— Named object pointing entries —
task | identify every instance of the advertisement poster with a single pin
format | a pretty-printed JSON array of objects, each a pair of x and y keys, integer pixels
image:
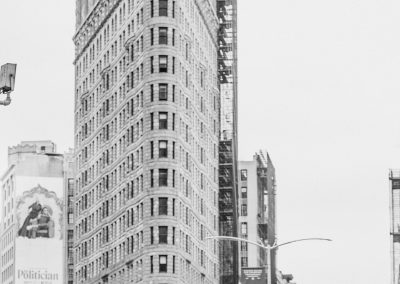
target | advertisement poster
[
  {"x": 253, "y": 275},
  {"x": 39, "y": 240}
]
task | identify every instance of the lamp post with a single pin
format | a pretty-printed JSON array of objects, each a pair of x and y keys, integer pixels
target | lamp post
[
  {"x": 7, "y": 81},
  {"x": 267, "y": 247}
]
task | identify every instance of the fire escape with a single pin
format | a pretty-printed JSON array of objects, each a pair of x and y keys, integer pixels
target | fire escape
[{"x": 228, "y": 193}]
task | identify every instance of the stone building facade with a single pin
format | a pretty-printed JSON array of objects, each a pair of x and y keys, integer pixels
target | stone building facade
[{"x": 146, "y": 138}]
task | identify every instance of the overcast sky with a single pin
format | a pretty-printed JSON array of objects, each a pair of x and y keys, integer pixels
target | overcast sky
[{"x": 318, "y": 88}]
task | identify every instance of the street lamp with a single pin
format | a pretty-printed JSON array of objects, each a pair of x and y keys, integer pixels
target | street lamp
[
  {"x": 7, "y": 81},
  {"x": 267, "y": 247}
]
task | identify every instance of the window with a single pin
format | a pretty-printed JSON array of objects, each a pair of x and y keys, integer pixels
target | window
[
  {"x": 244, "y": 210},
  {"x": 163, "y": 120},
  {"x": 244, "y": 192},
  {"x": 163, "y": 263},
  {"x": 163, "y": 8},
  {"x": 244, "y": 261},
  {"x": 163, "y": 149},
  {"x": 151, "y": 178},
  {"x": 163, "y": 177},
  {"x": 243, "y": 246},
  {"x": 163, "y": 235},
  {"x": 162, "y": 206},
  {"x": 163, "y": 92},
  {"x": 163, "y": 63},
  {"x": 163, "y": 35},
  {"x": 244, "y": 228},
  {"x": 243, "y": 174}
]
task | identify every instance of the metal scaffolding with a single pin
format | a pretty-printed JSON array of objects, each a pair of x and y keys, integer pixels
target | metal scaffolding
[
  {"x": 228, "y": 184},
  {"x": 394, "y": 181}
]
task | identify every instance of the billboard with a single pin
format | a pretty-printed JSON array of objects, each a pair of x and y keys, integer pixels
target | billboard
[
  {"x": 253, "y": 275},
  {"x": 39, "y": 239},
  {"x": 7, "y": 77}
]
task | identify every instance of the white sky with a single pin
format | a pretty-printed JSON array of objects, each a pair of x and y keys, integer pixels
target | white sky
[{"x": 318, "y": 89}]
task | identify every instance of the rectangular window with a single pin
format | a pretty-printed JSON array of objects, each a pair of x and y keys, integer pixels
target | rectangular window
[
  {"x": 163, "y": 63},
  {"x": 163, "y": 120},
  {"x": 244, "y": 228},
  {"x": 163, "y": 149},
  {"x": 151, "y": 178},
  {"x": 244, "y": 261},
  {"x": 163, "y": 92},
  {"x": 243, "y": 175},
  {"x": 163, "y": 235},
  {"x": 243, "y": 246},
  {"x": 163, "y": 8},
  {"x": 162, "y": 206},
  {"x": 163, "y": 263},
  {"x": 163, "y": 177},
  {"x": 162, "y": 35},
  {"x": 244, "y": 192},
  {"x": 244, "y": 210}
]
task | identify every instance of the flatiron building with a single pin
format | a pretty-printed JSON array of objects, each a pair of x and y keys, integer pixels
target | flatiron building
[{"x": 147, "y": 141}]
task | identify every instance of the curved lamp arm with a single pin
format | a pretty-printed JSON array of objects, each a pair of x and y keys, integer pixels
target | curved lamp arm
[{"x": 266, "y": 247}]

— PROBLEM TO SOLVE —
Every line of the data should be copied as it stands, without the images.

— SOLUTION TO THE PROBLEM —
task | identify every instance of the advertisement poster with a single pin
format | a pretty-printed JSON array of objects, each a pair of x and y keys, integer pixels
image:
target | advertisement poster
[
  {"x": 253, "y": 275},
  {"x": 39, "y": 240}
]
task | identify every instance of the lamp post with a single pin
format | a pretty-printed JSON array of objects, each a pair of x and y keys, integer pixels
target | lamp post
[
  {"x": 7, "y": 81},
  {"x": 267, "y": 247}
]
task | identify every instance of the fire escape with a single pin
format | a pretty-printed JSON array of objects, each a pair of x and y keys, integer pixels
target | fire escape
[{"x": 228, "y": 193}]
task | identify every instance of the stone building facade with a single pin
format | a pretty-printed JSON array of objects, each a pair of x and y keys, integer pixels
target | stone building facade
[{"x": 146, "y": 138}]
task | identify every instance of the overcast sky with a single pin
format | a pretty-printed JSON array of objects, each a pair of x and y keys, integer pixels
target | overcast sky
[{"x": 318, "y": 88}]
task | identify every instance of the street lamp with a single pin
format | a pretty-printed JSON array of objects, each a pair of x and y keys, integer pixels
target | street lamp
[
  {"x": 7, "y": 81},
  {"x": 267, "y": 247}
]
task | identify every instance of the window with a single pin
format | a pretty-printed JSON array of objects, each a pair of x and y keys, integer pixels
target | window
[
  {"x": 244, "y": 210},
  {"x": 163, "y": 120},
  {"x": 244, "y": 192},
  {"x": 163, "y": 263},
  {"x": 163, "y": 8},
  {"x": 244, "y": 261},
  {"x": 163, "y": 149},
  {"x": 151, "y": 178},
  {"x": 163, "y": 177},
  {"x": 243, "y": 246},
  {"x": 163, "y": 235},
  {"x": 162, "y": 206},
  {"x": 163, "y": 92},
  {"x": 163, "y": 63},
  {"x": 163, "y": 35},
  {"x": 244, "y": 228},
  {"x": 243, "y": 174}
]
task | identify every instance of the metal scaffolding with a single pin
format | a pretty-printed JSON array of objects, each a pair of x and y keys, integer pixels
target | metal scaffolding
[
  {"x": 228, "y": 184},
  {"x": 394, "y": 181}
]
task | identify every instance of the billboard with a single pin
format | a pretty-printed JSON array of objects, each a pair of x and y keys, integer pixels
target | billboard
[
  {"x": 253, "y": 275},
  {"x": 39, "y": 239},
  {"x": 7, "y": 77}
]
task | identify every instance of the white sky with a single pin
format | a pretty-printed JSON array of objects, each a pair of x and y keys, integer pixels
target | white sky
[{"x": 318, "y": 89}]
task | identify every instance of the rectangular window with a single pin
format | a pretty-printed JSON array of objects, each a pair of x and y keys, integer pixels
target | rectangular window
[
  {"x": 163, "y": 63},
  {"x": 163, "y": 120},
  {"x": 244, "y": 228},
  {"x": 163, "y": 149},
  {"x": 151, "y": 178},
  {"x": 244, "y": 261},
  {"x": 163, "y": 92},
  {"x": 243, "y": 175},
  {"x": 163, "y": 235},
  {"x": 243, "y": 246},
  {"x": 163, "y": 8},
  {"x": 162, "y": 206},
  {"x": 163, "y": 263},
  {"x": 163, "y": 177},
  {"x": 162, "y": 35},
  {"x": 244, "y": 192},
  {"x": 244, "y": 210}
]
task | identify every instance of the flatiron building with a single pin
format | a pretty-printed JSON array of objects, each a pair of x and y keys, integer pixels
target | flatiron building
[{"x": 147, "y": 141}]
task | identify every instance of the curved lamp arm with a single pin
format | a pretty-printed JSON array of objects, each a pair of x and y keys, integer pixels
target | curved lamp arm
[{"x": 266, "y": 247}]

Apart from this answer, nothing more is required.